WHAT IS REQUIRED: From the material below, pick out and copy every line that contains the string "exact". The match is case-sensitive.

----- DATA SHOWN -----

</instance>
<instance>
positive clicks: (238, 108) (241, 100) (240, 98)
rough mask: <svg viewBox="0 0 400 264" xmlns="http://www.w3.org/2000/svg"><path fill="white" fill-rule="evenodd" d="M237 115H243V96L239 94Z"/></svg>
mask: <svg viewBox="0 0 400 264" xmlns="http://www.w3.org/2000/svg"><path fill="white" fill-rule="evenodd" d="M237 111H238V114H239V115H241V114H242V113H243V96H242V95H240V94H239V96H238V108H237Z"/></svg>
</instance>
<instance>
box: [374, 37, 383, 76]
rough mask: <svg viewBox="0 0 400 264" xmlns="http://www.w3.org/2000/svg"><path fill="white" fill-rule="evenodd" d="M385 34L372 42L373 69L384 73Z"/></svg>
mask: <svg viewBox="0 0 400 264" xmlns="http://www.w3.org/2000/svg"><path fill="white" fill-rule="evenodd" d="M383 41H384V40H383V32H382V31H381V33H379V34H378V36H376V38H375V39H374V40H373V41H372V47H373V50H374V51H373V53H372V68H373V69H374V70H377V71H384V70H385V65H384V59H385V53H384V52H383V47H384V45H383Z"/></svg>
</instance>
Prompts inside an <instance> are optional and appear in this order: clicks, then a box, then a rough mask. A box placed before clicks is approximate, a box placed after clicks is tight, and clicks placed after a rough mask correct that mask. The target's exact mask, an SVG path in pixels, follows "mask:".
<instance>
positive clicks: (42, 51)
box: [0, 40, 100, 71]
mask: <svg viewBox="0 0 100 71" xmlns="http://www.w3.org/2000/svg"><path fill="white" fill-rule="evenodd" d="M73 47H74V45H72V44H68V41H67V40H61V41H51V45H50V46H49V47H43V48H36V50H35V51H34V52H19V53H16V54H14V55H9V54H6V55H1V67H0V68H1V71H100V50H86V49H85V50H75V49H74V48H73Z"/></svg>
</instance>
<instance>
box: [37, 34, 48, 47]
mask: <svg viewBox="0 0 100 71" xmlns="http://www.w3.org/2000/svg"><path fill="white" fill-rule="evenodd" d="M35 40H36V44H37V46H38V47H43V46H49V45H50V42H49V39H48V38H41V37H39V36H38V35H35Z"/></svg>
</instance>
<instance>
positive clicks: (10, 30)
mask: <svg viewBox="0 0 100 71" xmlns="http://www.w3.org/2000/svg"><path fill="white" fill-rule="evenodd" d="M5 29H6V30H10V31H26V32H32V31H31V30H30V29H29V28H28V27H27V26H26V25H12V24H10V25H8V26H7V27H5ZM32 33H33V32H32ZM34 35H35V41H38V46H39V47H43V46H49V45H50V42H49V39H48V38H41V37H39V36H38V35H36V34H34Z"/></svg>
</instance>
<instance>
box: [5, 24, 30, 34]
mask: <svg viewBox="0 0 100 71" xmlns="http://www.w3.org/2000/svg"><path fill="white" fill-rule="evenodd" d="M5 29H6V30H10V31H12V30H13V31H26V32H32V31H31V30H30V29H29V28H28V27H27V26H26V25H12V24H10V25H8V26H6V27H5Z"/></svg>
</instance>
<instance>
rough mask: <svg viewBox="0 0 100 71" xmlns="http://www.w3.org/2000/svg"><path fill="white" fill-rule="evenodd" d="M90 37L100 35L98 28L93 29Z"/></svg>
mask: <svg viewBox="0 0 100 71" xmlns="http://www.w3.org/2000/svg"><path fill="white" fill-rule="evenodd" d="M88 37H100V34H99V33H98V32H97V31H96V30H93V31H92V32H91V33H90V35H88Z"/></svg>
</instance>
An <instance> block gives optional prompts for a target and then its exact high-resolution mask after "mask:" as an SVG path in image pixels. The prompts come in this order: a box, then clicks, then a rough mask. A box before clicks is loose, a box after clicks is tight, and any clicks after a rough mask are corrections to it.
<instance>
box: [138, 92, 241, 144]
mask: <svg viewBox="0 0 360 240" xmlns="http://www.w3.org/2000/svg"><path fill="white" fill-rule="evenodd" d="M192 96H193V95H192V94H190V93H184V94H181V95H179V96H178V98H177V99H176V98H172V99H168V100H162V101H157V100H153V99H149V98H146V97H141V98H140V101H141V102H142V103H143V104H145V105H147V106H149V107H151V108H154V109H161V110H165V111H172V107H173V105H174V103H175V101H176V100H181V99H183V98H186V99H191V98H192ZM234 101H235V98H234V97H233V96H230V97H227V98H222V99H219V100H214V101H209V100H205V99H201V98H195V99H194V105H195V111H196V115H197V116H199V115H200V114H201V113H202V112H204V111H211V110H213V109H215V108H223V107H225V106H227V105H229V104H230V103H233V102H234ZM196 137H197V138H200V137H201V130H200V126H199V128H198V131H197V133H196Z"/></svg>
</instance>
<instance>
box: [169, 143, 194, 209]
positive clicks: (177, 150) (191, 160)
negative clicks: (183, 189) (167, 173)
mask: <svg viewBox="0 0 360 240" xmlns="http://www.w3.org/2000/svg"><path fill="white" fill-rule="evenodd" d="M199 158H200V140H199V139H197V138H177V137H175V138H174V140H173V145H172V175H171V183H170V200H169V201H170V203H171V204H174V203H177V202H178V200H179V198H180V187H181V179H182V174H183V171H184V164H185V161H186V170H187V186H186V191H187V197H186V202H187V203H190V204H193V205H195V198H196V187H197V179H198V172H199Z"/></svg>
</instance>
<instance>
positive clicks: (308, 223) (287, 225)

-----

EXERCISE RESULT:
Prompts inside an <instance> are optional and appear in this order: clicks, then a box, then a rough mask. A box placed before clicks is approximate, a box placed after clicks is tight, and clicks placed after a rough mask correct that mask. The target's exact mask, an SVG path in pixels, follows "mask:".
An <instance> block gives optional prompts for a target and then its exact high-resolution mask after "mask:" as an SVG path in image pixels. The prompts come in this order: a box, then clicks, then a rough mask. A box before clicks is loose, a box after clicks is tight, and any clicks after a rough mask are corrections to it.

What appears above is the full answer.